● **AUSGEWÄHLTER TEXT**:
Ein großes Thema für uns ist ja 50/50, wie teilst Du Dir mit Deiner Frau die Aufgaben rund um Haushalt und Kinderbetreuung?

“Ich glaube, die meisten Männer glauben, sie würden das genau 50/50 teilen, in der Realität engagieren sich Frauen aber immer noch deutlich stärker Haushalt und bei der Kinderbetreuung, ich glaube, es sind rund drei Stunden mehr pro Tag. Wir haben eine Putzhilfe, die einmal wöchentlich kommt, das hilft natürlich. Meine Frau und ich arbeiten jeweils zu 90 und 80 Prozent, sind beide Journalisten und haben vergleichbare Karrieren. Ich bin an einem Tag in der Woche mit den Kindern zuhause, meine Frau an zwei Nachmittagen. Ich würde sagen, die Kinderbetreuung teilen wir uns ziemlich gleichberechtigt. In der jetzigen Generation entsteht aber was die Verteilung von Aufgaben angeht nochmal ein ganz neues Selbstbewusstsein. Viele Frauen fanden sich lange Zeit nach dem ersten Kind in der Teilzeitfalle wieder – das wird sich ändern, denn wer sagt, dass nicht auch der Vater das erste Jahr mit dem Kind zuhause bleiben kann?”

● **AUFGABE A**: Zähle die Zeilen der Datensätze, in denen die Zeichenfolge „floor“ vorkommt, wobei Groß- und Kleinschreibung zu beachten ist. Nenne nur die Zahl.
Der Text und die Datensätze stehen in keinem Zusammenhang miteinander.

● **VORLIEGENDE DATENSÄTZE**:
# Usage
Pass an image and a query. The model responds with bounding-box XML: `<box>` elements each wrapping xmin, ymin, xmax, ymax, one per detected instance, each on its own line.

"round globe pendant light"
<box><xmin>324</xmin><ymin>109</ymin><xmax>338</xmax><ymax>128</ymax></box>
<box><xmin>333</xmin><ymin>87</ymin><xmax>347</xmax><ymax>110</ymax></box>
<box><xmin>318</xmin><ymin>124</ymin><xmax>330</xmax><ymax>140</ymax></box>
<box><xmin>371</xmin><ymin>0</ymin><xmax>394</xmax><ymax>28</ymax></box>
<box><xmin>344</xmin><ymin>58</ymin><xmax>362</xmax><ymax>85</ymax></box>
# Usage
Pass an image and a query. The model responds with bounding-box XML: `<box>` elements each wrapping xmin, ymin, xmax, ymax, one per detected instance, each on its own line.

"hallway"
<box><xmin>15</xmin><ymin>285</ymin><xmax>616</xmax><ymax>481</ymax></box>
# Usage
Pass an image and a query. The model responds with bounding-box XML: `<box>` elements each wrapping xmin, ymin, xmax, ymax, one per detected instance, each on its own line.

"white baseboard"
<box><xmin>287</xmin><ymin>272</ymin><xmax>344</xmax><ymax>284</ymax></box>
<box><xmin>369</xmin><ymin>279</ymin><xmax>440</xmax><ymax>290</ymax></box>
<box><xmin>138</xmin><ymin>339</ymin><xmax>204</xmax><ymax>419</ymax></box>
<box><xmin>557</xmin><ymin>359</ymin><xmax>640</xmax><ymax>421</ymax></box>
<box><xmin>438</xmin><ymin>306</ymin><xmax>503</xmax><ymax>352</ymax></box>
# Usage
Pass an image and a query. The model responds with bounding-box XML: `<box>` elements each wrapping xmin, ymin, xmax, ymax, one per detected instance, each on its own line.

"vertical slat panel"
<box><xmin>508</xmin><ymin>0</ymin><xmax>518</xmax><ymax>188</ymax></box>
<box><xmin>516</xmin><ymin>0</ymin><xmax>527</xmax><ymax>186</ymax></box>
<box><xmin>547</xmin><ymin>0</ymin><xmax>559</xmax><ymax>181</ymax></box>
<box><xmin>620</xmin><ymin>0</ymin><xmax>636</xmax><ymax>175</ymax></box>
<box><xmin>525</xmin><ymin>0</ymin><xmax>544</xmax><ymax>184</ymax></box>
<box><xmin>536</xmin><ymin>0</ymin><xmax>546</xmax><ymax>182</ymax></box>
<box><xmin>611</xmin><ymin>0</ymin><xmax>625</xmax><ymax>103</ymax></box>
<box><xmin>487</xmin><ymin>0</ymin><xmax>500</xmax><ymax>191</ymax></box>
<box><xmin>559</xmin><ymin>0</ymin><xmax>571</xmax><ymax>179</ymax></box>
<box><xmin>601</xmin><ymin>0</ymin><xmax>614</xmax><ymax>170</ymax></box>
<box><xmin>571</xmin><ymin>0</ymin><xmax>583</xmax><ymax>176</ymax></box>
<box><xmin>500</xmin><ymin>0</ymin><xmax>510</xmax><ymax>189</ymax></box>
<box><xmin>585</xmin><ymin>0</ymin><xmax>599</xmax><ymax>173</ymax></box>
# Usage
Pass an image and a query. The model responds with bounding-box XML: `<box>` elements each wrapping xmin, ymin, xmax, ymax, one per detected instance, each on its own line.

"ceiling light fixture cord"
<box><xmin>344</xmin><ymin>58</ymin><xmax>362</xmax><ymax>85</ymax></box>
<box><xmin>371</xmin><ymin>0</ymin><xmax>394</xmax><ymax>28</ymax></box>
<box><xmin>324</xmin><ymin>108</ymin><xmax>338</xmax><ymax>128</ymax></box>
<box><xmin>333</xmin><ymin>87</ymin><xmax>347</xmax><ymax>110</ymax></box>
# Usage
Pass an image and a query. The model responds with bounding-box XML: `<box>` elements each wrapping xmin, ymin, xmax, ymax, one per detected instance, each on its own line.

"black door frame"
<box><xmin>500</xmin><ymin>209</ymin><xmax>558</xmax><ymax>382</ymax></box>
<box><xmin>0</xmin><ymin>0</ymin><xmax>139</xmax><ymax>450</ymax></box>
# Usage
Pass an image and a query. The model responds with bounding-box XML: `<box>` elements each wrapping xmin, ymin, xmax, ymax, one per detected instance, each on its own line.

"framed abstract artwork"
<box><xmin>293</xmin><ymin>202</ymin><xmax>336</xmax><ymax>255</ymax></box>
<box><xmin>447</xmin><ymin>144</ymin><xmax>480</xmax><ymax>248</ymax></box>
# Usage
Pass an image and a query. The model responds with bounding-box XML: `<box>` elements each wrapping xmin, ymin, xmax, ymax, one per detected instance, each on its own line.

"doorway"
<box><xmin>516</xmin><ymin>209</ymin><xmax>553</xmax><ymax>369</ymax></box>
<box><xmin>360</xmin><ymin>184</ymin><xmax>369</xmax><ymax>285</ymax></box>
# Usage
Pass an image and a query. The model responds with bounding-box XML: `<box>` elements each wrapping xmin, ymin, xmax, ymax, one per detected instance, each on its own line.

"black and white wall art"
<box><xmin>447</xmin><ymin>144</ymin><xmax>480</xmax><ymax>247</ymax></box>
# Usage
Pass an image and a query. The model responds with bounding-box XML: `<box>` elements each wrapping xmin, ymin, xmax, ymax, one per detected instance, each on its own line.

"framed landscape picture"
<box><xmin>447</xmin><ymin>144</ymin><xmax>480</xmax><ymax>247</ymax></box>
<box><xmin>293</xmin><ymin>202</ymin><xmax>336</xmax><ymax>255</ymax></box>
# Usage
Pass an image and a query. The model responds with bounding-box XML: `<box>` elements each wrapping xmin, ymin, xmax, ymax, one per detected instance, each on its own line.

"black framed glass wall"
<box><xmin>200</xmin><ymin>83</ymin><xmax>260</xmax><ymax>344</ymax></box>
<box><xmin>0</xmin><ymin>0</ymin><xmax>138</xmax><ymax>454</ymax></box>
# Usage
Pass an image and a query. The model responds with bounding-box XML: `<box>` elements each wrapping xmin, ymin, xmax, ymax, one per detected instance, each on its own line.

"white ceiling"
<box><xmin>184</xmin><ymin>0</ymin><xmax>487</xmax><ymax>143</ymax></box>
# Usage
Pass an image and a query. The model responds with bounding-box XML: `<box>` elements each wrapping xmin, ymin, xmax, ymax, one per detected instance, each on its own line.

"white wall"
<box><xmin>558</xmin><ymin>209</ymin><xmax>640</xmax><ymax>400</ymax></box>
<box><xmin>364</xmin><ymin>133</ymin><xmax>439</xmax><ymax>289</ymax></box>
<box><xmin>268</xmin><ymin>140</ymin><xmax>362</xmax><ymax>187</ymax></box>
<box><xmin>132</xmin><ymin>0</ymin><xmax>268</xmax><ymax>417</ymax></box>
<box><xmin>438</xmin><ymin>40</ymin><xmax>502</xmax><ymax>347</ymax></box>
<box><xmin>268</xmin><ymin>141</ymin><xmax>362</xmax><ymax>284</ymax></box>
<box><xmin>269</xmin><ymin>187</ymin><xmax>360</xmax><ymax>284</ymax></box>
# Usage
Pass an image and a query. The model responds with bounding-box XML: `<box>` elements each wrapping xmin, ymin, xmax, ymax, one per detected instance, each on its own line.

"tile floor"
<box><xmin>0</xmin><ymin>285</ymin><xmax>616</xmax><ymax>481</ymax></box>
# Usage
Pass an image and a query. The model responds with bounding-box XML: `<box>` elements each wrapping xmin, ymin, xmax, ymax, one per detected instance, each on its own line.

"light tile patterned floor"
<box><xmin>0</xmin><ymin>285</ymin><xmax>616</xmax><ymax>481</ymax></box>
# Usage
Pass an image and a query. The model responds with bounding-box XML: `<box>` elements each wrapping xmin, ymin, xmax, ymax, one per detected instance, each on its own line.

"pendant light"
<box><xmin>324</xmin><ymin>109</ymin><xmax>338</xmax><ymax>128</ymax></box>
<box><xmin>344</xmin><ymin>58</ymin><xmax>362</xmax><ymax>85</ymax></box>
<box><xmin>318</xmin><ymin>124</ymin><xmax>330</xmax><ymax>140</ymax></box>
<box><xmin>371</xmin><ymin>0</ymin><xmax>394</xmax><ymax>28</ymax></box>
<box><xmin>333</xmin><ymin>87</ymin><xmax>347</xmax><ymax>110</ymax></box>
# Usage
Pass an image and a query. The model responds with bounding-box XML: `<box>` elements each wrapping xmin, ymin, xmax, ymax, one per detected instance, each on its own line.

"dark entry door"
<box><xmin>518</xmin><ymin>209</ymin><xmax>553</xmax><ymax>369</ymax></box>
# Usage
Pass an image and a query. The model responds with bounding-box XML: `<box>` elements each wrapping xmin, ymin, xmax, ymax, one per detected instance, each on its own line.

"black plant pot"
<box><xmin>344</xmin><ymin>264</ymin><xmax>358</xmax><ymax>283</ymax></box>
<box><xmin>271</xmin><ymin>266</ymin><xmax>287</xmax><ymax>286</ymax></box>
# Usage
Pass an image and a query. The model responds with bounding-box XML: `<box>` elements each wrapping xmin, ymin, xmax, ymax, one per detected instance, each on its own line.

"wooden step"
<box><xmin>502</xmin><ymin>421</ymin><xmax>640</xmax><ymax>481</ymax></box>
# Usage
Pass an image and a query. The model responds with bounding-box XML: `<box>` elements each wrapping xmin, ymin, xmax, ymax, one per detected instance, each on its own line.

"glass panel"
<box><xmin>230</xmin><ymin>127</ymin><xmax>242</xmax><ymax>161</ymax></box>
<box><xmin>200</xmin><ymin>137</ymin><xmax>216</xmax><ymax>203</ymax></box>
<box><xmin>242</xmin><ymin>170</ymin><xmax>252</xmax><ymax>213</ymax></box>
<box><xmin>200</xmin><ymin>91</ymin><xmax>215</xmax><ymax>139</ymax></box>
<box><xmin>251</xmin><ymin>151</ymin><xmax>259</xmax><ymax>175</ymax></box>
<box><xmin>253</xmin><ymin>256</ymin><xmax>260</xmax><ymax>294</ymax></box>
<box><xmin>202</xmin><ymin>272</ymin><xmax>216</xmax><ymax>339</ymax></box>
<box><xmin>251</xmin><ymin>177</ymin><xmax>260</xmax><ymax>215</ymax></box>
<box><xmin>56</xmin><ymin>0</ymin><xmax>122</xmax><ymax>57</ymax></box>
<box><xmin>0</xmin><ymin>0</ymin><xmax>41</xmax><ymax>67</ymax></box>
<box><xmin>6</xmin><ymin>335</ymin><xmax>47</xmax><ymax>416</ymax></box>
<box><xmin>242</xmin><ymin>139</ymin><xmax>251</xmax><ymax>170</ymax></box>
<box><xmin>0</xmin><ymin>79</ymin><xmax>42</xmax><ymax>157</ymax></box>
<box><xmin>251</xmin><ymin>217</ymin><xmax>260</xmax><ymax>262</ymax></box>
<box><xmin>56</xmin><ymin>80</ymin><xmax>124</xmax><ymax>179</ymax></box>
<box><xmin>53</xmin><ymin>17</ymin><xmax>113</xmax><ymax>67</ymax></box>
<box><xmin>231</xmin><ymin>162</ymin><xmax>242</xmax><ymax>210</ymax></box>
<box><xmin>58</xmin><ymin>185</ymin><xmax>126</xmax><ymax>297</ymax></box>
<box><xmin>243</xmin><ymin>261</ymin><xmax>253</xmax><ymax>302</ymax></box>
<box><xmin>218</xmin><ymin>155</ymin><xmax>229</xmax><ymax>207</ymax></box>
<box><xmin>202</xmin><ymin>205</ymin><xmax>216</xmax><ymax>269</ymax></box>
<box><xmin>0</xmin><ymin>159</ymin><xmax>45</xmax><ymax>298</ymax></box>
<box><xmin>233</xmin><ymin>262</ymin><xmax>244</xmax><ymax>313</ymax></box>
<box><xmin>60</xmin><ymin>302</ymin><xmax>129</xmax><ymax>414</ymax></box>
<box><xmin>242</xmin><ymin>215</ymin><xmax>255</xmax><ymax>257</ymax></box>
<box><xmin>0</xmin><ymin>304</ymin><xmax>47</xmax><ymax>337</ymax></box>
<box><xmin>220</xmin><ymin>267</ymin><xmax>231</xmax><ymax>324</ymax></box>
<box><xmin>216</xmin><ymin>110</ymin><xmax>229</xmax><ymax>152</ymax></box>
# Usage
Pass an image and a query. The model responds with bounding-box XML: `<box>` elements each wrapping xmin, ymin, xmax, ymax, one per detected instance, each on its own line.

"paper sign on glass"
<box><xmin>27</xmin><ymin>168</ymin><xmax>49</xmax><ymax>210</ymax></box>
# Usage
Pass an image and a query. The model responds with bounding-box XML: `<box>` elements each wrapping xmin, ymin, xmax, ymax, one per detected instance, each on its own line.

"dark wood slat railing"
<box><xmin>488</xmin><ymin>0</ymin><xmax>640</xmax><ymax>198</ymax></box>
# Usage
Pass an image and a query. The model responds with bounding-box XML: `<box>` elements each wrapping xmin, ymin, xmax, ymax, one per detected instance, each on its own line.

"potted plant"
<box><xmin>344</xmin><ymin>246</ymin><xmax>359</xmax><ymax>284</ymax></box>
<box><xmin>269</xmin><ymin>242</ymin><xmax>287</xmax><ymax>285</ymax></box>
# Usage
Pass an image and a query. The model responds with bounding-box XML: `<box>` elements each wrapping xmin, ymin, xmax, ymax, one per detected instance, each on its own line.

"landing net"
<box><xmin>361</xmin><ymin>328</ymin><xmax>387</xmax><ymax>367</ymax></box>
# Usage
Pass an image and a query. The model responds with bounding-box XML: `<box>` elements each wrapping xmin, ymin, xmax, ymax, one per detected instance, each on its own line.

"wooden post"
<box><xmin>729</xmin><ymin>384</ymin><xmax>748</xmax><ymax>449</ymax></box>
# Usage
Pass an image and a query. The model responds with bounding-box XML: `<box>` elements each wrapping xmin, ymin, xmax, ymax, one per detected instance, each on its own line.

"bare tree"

● **AUFGABE B**:
Beantworte diese Fragen zum ausgewählten Text:
(i) Wie oft kommt die Putzhilfe?
(ii) Welchen Beruf haben die sprechende Person und ihre Frau?
(iii) An wie vielen Nachmittagen ist die Frau mit den Kindern zuhause?

● **ANTWORT A**: 2

● **ANTWORT B**:
(i) Einmal wöchentlich.
(ii) Beide sind Journalisten.
(iii) An zwei Nachmittagen.